● **What you will do**:
Return only the lines starting at the line that contains "Each instance receives one keypoint. Mark the car grille" and ending with the final line of the listing; include both endpoints.

● **Task data**:

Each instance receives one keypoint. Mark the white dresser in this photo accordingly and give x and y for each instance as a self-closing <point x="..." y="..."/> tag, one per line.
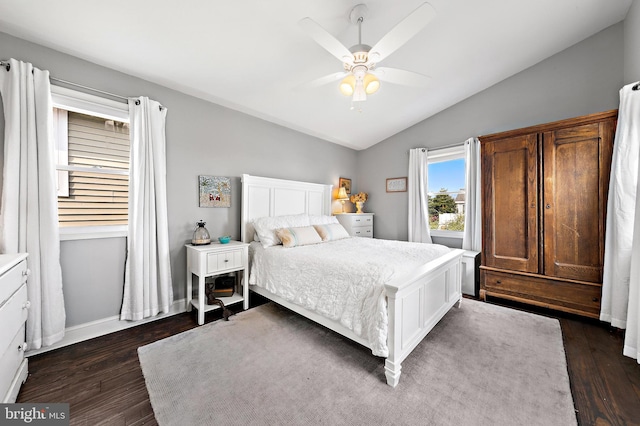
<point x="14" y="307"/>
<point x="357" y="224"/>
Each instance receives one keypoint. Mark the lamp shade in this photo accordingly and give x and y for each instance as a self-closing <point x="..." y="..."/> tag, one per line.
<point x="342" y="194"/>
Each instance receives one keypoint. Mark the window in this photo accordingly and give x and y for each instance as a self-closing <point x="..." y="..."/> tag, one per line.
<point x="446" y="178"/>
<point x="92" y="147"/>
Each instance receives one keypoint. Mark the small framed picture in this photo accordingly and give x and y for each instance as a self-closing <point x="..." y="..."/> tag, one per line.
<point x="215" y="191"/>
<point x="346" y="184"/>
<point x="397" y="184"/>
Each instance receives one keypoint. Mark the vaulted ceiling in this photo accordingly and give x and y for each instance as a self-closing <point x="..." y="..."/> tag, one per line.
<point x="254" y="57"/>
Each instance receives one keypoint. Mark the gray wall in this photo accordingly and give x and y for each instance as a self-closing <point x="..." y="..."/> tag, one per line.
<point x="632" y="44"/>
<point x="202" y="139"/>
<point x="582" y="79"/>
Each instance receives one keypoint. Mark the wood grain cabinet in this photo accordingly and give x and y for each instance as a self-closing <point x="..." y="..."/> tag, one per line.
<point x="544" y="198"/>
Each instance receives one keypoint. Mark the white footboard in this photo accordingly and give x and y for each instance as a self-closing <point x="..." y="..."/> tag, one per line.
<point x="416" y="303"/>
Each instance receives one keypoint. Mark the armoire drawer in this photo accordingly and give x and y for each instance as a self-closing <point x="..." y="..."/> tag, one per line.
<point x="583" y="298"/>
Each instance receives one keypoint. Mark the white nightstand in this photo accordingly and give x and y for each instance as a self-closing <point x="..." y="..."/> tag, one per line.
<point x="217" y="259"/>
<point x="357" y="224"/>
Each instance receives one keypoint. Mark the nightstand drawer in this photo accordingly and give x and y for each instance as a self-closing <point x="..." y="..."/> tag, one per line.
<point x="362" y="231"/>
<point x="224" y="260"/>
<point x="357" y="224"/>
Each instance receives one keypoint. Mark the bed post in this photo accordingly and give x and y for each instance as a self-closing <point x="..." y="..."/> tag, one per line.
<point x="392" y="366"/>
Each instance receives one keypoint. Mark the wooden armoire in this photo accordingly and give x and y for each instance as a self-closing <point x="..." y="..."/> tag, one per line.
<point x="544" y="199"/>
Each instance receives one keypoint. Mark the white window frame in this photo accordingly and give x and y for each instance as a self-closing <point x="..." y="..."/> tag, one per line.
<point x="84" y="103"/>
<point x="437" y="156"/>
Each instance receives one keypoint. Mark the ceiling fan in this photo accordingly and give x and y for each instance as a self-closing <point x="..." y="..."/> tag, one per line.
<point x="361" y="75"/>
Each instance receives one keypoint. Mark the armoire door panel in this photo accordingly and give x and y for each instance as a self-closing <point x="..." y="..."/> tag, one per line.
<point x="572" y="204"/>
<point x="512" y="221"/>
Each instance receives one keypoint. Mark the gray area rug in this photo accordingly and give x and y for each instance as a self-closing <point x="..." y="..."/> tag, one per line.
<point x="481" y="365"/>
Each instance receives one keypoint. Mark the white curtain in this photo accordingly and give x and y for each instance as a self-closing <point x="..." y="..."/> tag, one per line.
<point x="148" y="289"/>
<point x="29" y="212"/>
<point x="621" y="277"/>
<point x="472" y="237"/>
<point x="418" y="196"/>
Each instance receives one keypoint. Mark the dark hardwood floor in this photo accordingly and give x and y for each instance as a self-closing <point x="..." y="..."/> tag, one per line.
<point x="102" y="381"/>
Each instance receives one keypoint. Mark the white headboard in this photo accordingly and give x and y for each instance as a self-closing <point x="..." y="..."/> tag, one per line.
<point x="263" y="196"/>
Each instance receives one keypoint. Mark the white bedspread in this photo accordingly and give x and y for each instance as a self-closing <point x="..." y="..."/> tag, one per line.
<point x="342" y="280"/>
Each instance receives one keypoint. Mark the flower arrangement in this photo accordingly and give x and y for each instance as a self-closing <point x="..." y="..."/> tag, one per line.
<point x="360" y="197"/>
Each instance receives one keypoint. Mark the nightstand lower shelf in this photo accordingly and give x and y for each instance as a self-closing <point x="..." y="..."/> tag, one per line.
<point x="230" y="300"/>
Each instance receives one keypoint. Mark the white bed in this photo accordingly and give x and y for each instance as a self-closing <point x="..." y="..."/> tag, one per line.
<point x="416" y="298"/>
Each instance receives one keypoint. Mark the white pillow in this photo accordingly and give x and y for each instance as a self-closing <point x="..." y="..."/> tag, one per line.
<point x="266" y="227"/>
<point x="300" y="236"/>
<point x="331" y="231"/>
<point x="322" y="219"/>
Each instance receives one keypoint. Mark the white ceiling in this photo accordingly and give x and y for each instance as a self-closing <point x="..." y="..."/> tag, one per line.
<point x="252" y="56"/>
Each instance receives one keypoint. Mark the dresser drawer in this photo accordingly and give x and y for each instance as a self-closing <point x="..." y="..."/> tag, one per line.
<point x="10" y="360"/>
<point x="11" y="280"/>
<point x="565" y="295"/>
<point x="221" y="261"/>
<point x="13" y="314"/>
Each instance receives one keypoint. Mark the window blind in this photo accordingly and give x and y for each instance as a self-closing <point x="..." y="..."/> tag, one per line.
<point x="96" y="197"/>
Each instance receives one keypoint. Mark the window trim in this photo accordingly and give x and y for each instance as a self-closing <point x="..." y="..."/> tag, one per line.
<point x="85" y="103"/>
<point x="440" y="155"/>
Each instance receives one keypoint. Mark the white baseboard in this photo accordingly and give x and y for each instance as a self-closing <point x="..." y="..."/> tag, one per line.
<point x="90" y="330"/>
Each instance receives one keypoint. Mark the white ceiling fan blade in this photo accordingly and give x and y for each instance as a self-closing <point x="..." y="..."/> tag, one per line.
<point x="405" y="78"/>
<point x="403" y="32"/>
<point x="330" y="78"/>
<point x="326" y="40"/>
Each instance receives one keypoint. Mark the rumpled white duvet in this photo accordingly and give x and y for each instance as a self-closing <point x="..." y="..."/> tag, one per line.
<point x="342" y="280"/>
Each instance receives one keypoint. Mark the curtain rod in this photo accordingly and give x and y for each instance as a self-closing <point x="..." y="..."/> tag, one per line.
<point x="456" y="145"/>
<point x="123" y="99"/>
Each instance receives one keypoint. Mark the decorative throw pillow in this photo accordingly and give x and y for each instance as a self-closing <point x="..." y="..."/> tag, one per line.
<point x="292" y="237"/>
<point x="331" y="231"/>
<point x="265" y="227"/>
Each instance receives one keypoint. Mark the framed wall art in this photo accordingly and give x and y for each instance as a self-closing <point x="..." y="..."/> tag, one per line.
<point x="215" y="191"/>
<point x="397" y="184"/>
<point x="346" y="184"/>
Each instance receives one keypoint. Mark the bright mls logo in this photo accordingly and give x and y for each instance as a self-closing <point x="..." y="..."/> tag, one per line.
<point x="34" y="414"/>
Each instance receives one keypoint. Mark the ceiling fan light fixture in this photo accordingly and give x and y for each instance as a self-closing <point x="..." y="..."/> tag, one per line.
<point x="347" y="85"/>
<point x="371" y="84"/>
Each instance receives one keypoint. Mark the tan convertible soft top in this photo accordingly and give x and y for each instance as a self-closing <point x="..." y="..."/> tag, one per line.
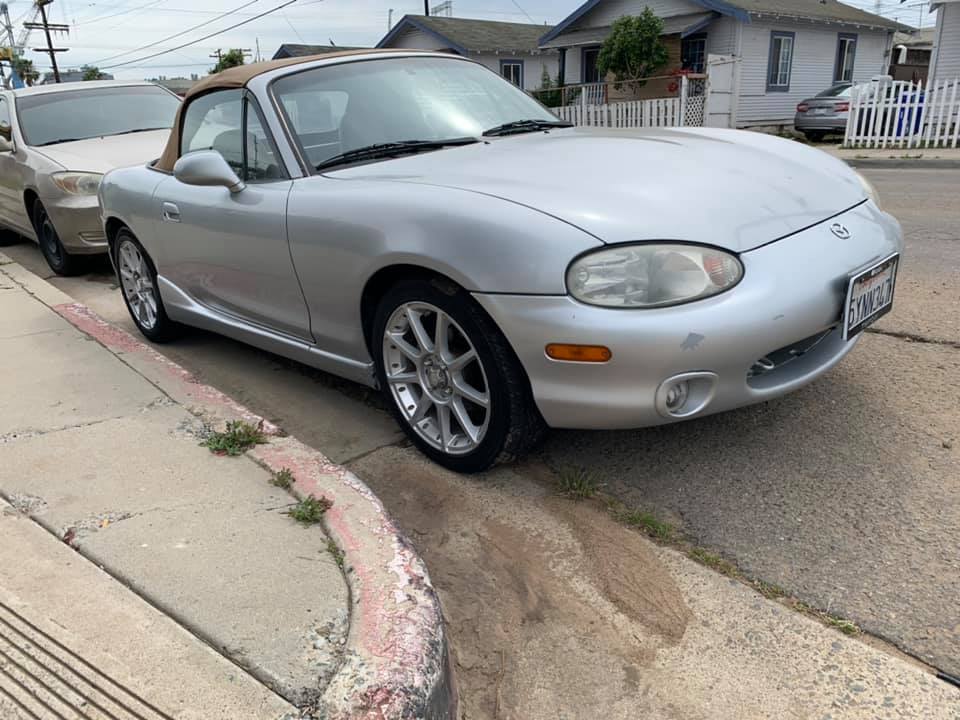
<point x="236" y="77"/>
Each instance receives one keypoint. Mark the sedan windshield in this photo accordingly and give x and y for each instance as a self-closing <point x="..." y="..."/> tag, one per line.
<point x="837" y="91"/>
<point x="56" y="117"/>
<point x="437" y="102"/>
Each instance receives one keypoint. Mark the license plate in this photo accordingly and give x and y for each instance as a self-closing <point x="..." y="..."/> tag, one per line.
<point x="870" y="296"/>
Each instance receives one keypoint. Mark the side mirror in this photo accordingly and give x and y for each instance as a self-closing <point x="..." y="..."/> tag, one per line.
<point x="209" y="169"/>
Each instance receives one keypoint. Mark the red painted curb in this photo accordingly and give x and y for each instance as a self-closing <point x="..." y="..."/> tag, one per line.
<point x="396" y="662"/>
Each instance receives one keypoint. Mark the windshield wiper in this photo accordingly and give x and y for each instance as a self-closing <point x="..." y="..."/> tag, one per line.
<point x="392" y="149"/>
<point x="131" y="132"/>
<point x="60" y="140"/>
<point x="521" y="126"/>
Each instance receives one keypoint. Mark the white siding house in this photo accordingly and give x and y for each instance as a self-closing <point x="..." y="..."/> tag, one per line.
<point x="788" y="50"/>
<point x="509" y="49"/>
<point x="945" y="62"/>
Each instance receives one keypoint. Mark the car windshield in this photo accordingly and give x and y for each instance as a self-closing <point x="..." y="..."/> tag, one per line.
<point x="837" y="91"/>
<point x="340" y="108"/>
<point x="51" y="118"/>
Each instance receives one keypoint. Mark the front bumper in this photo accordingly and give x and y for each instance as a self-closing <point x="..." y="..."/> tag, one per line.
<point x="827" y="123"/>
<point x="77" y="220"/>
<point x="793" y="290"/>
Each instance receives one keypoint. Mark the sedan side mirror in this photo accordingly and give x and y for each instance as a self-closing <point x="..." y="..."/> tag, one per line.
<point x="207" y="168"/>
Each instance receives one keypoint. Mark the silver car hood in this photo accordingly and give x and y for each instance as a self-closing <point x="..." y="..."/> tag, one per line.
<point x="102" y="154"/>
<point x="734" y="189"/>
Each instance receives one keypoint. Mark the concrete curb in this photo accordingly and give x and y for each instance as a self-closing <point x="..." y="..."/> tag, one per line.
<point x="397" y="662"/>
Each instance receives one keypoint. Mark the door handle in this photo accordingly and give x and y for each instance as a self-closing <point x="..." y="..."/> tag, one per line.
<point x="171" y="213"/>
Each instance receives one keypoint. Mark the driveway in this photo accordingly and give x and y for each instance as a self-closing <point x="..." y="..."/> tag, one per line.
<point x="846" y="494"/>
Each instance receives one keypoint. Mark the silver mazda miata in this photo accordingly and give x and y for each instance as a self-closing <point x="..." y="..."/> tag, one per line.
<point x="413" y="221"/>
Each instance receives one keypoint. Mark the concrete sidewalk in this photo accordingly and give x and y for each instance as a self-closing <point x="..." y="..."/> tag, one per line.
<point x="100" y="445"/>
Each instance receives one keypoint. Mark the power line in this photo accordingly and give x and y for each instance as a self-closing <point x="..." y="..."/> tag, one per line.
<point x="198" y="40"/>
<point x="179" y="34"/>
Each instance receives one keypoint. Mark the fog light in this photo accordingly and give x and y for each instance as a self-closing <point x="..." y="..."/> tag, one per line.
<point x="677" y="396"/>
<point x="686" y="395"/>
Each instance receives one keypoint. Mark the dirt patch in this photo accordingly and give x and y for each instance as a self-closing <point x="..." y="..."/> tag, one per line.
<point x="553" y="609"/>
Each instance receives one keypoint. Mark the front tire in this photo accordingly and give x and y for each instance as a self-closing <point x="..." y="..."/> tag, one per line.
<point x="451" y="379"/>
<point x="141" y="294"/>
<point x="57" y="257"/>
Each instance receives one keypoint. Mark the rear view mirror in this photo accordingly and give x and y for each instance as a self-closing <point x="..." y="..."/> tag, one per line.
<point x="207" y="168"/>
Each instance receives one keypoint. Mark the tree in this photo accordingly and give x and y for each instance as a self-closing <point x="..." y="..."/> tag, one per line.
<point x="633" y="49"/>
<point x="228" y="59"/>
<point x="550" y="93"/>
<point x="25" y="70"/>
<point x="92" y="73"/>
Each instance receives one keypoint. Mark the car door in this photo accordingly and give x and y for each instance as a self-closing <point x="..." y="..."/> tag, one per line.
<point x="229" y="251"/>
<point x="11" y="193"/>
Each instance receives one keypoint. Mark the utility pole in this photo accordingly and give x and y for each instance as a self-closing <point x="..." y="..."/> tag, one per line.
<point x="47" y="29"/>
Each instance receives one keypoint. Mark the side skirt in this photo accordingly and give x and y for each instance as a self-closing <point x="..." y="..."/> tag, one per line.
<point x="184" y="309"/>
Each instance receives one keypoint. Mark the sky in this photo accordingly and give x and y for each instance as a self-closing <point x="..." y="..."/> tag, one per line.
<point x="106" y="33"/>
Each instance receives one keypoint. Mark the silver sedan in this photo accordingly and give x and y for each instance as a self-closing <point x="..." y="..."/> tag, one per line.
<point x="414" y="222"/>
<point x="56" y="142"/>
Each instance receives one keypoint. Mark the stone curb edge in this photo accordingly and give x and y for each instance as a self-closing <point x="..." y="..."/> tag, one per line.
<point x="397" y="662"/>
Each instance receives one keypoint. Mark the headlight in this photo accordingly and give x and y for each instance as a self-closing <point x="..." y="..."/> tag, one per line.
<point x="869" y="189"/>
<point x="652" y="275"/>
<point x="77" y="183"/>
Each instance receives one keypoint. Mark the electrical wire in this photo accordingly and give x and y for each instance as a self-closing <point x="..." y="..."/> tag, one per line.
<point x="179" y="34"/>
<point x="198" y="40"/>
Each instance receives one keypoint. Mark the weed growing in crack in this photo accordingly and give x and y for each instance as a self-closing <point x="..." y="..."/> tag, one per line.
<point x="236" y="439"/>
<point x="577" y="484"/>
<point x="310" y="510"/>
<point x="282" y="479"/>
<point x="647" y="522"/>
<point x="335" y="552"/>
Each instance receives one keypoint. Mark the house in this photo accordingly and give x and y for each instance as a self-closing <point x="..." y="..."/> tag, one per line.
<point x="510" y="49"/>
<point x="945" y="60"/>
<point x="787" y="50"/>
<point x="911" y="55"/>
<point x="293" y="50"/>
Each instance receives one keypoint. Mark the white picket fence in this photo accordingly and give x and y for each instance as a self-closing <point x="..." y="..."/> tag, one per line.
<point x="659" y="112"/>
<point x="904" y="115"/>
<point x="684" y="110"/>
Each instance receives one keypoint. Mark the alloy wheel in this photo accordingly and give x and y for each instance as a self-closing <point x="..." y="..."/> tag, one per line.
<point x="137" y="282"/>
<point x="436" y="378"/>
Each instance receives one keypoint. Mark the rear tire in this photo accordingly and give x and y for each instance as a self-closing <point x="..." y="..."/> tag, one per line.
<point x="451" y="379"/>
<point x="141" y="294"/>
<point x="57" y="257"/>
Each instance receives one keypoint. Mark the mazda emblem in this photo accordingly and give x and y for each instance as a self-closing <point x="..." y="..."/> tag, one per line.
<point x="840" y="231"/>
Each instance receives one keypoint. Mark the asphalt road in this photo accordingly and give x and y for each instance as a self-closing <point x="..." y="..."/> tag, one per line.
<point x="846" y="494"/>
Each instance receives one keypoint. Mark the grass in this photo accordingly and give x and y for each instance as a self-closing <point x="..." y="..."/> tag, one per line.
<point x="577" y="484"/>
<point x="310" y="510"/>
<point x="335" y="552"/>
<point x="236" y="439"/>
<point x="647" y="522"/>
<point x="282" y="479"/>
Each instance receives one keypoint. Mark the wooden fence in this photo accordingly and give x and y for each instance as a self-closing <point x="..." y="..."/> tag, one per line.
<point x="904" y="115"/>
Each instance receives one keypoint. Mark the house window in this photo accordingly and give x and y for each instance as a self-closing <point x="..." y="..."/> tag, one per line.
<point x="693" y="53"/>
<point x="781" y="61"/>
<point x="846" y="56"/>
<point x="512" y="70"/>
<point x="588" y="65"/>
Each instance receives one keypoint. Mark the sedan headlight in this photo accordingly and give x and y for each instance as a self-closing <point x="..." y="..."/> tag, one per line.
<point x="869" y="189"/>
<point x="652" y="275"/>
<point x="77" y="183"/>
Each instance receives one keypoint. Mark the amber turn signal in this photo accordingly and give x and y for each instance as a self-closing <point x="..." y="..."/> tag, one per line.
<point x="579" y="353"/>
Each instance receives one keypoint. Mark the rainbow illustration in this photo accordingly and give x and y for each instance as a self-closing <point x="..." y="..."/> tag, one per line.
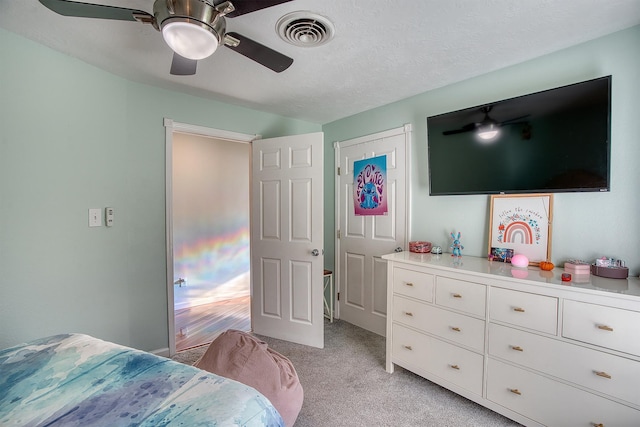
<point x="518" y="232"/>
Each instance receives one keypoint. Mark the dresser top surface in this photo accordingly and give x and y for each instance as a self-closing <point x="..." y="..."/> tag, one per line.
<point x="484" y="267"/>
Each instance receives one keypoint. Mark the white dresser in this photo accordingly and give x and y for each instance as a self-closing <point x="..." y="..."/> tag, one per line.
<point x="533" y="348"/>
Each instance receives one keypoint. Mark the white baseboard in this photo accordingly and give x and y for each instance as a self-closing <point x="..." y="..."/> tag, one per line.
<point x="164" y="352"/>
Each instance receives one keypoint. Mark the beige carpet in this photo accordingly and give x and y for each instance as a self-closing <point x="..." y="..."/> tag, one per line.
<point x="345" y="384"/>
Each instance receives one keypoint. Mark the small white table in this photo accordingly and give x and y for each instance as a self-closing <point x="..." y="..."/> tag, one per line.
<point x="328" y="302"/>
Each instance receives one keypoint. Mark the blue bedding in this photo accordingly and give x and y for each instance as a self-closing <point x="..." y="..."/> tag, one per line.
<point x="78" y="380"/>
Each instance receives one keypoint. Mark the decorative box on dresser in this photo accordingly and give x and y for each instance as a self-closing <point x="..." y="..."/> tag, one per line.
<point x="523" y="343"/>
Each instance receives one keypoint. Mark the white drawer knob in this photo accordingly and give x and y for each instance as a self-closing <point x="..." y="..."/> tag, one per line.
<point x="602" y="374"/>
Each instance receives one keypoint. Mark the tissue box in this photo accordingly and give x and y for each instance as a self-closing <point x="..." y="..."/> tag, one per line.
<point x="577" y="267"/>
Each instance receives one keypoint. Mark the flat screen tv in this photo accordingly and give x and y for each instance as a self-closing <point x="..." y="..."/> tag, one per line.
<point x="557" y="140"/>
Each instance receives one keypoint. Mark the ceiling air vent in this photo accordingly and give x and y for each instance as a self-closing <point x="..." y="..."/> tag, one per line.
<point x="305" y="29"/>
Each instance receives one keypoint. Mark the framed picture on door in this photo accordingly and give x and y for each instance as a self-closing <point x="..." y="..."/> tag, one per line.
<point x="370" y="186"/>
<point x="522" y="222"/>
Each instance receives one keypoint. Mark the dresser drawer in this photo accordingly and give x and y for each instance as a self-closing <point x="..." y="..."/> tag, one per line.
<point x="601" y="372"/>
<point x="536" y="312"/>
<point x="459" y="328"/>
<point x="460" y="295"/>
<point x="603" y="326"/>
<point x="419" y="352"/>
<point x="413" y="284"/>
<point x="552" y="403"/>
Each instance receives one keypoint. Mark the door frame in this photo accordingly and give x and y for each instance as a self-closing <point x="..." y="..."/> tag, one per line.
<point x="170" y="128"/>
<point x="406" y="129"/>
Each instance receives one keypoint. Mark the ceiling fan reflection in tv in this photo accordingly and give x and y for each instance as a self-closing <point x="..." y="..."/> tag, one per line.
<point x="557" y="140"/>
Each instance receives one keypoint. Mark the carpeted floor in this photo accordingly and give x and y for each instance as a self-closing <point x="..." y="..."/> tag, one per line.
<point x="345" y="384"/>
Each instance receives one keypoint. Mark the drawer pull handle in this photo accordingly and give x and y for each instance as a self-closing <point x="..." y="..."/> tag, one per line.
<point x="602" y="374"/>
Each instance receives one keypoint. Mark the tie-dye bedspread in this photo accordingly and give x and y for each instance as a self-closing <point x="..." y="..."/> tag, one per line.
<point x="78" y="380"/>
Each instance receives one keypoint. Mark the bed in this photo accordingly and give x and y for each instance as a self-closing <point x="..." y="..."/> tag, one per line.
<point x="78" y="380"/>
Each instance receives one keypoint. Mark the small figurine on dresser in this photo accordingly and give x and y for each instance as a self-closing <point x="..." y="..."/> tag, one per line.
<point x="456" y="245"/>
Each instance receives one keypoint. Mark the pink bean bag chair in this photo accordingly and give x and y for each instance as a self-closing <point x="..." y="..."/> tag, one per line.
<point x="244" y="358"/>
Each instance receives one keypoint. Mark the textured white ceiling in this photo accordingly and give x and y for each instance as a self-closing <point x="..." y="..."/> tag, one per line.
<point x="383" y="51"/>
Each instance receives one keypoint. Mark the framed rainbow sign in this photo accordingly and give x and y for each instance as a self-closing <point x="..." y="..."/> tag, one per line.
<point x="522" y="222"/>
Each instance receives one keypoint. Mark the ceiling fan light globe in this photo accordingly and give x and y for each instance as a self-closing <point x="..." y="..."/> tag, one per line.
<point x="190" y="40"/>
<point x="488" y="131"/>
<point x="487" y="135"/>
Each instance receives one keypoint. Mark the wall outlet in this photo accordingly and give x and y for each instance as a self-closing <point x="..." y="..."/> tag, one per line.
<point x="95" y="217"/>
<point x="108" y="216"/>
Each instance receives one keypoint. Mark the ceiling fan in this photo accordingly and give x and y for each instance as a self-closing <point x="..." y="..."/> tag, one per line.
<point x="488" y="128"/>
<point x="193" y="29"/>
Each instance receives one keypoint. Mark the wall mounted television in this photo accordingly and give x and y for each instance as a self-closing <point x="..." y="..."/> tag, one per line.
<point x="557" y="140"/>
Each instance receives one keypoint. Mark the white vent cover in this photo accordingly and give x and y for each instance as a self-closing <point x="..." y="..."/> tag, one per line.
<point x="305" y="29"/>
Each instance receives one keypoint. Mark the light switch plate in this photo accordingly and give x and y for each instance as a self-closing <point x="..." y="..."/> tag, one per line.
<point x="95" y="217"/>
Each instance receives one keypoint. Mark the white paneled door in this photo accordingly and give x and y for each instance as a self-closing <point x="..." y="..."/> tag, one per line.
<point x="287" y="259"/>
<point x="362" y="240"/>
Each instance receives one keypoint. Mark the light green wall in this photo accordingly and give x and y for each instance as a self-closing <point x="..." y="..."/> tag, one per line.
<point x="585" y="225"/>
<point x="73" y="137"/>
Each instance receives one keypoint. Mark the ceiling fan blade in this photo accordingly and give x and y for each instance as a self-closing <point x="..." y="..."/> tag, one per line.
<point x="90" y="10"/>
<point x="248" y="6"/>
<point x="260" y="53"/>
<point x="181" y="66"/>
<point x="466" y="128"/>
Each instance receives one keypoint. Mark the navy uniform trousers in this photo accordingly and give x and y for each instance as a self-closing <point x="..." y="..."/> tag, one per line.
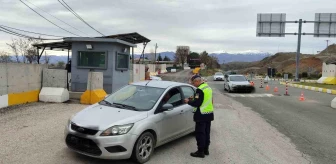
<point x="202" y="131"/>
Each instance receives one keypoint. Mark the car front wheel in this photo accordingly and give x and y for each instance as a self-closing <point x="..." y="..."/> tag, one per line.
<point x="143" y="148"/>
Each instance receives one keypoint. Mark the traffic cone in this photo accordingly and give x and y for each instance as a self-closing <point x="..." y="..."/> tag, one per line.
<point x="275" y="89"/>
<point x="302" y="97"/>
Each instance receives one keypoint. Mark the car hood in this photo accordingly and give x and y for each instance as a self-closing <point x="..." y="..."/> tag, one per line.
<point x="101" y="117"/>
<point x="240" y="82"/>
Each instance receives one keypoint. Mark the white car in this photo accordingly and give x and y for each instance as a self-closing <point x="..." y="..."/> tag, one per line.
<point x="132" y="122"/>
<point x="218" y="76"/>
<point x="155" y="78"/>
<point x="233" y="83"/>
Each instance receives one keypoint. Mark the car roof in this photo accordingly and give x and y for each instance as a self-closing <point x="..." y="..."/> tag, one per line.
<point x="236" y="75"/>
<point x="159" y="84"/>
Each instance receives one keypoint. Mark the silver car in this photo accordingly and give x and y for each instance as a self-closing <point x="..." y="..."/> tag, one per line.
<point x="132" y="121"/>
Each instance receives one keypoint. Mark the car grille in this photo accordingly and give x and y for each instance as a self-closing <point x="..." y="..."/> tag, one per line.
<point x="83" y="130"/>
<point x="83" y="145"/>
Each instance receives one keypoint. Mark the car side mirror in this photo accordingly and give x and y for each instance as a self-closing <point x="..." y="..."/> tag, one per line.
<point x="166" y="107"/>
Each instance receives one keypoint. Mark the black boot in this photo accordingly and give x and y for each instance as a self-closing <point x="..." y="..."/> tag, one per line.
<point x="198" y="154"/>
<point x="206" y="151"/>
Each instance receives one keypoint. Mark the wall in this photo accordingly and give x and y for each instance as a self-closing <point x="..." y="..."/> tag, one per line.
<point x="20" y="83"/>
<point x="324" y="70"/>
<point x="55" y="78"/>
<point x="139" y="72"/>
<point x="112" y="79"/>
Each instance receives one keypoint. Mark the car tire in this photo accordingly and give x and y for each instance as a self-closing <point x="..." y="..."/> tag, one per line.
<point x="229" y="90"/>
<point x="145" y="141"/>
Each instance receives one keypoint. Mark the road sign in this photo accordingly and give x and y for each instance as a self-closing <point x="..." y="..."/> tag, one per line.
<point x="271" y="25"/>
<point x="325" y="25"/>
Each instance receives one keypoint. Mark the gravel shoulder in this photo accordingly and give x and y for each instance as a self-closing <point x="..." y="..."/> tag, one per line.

● **Result for this task**:
Each instance receives one keypoint. Mark the car grille in this photo accordingly and give x and y for each instance as a self-closing <point x="..." y="..."/> tag, one per line.
<point x="83" y="130"/>
<point x="83" y="145"/>
Each instance receives one keypoint. Mark the car side mirror in this photo accordingly and give x and y for each instance as a self-closing <point x="..." y="..."/> tag, one per line.
<point x="166" y="107"/>
Each instance receives one keypoint. Mark the black boot in this photo accordingly and give x and y for each instance as a self-closing <point x="..." y="..."/> tag, one per line.
<point x="198" y="154"/>
<point x="206" y="151"/>
Each instance receives one keypoint. Mark the wall in this photo accordingly and give x and y for each instance as a self-closing <point x="..." y="..."/> tag, one per line.
<point x="20" y="83"/>
<point x="324" y="70"/>
<point x="55" y="78"/>
<point x="139" y="72"/>
<point x="112" y="79"/>
Each instance receives one keypoint. Mark the car tire in this photo accordingly and give x and y for each instance as a self-closing <point x="..." y="..."/> tag, one per line.
<point x="229" y="90"/>
<point x="145" y="141"/>
Each instance receives one keypoint. Mark the road sign in this photo accordingly and give x and y for each instance as a self-closing <point x="..." y="..."/> tag, one per line.
<point x="271" y="25"/>
<point x="325" y="25"/>
Each instance receives one keypoint. Mark the gravel shoulder in this photo accordingly and give x and y for each instance as a self-closing <point x="..." y="..."/> tag, one per line.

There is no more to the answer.